Authored by Irina Slav via OilPrice.com,

The United Arab Emirates have launched the largest single solar power farm in the world, the 1.18-GW Noor Abu Dhabi, Endgadget reports citing a tweet by the Abu Dhabi government.

The facility, which dwarfs the largest solar farm in the United States – the 569-MW Solar Star – is only comparable to solar parks, which combine several separate solar farms. It can supply electricity to 90,000 people, according to official information, from as many as 3.2 million solar panels. As a result, it would offset emissions amounting to 1 million metric tons, which is the equivalent of removing 200,000 cars from the road.

True to its reputation as being a large spender on various cutting-edge projects, the UAE is not stopping at Noor Abu Dhabi. Earlier this year, the Abu Dhabi Minister of Climate Change and Environment announced another, bigger, solar project. It would have a capacity of 2 GW, the official said without going into any further detail. The only project that would be bigger than this one, is Saudi Arabia’s 2.6-GW planned facility in Mecca.

While the Middle East is hardly the first location that springs to mind when one thinks about solar power and other renewable energy sources, the region has been changing, slowly but surely. The International Renewable Energy Agency released a report in February saying the members of the Gulf Cooperation Council alone had plans to install as much as 7 GW in renewable power generation capacity by the early 2020s.

# Record list

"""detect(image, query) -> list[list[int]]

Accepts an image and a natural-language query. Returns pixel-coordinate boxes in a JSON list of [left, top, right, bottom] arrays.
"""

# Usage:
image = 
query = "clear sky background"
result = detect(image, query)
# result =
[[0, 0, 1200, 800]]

# What you need to do
A) In the article on Noor Abu Dhabi, write out the passage from "True to its" up to and including "the early 2020s.".
B) According to the article on Noor Abu Dhabi, how many solar panels does the facility use?

# Solutions by task
A)
True to its reputation as being a large spender on various cutting-edge projects, the UAE is not stopping at Noor Abu Dhabi. Earlier this year, the Abu Dhabi Minister of Climate Change and Environment announced another, bigger, solar project. It would have a capacity of 2 GW, the official said without going into any further detail. The only project that would be bigger than this one, is Saudi Arabia’s 2.6-GW planned facility in Mecca.

While the Middle East is hardly the first location that springs to mind when one thinks about solar power and other renewable energy sources, the region has been changing, slowly but surely. The International Renewable Energy Agency released a report in February saying the members of the Gulf Cooperation Council alone had plans to install as much as 7 GW in renewable power generation capacity by the early 2020s.

B) As many as 3.2 million.